Information supplied>
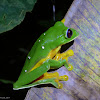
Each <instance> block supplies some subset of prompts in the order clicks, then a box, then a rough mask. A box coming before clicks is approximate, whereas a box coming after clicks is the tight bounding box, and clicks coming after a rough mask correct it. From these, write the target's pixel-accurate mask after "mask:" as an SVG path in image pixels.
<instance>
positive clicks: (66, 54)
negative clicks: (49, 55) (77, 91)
mask: <svg viewBox="0 0 100 100" xmlns="http://www.w3.org/2000/svg"><path fill="white" fill-rule="evenodd" d="M73 55H74V52H73V50H68V51H66V52H64V53H57V55H56V56H55V57H54V60H59V59H62V60H63V59H65V60H66V63H65V64H64V66H65V67H66V68H67V69H68V71H71V70H72V69H73V66H72V65H71V64H69V63H68V57H70V56H73Z"/></svg>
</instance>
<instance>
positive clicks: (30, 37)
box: [0, 0, 73, 100]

Task details> Copy each line of the listing in which the word "positive" can be found.

Response>
positive clicks: (66, 54)
positive clicks: (30, 37)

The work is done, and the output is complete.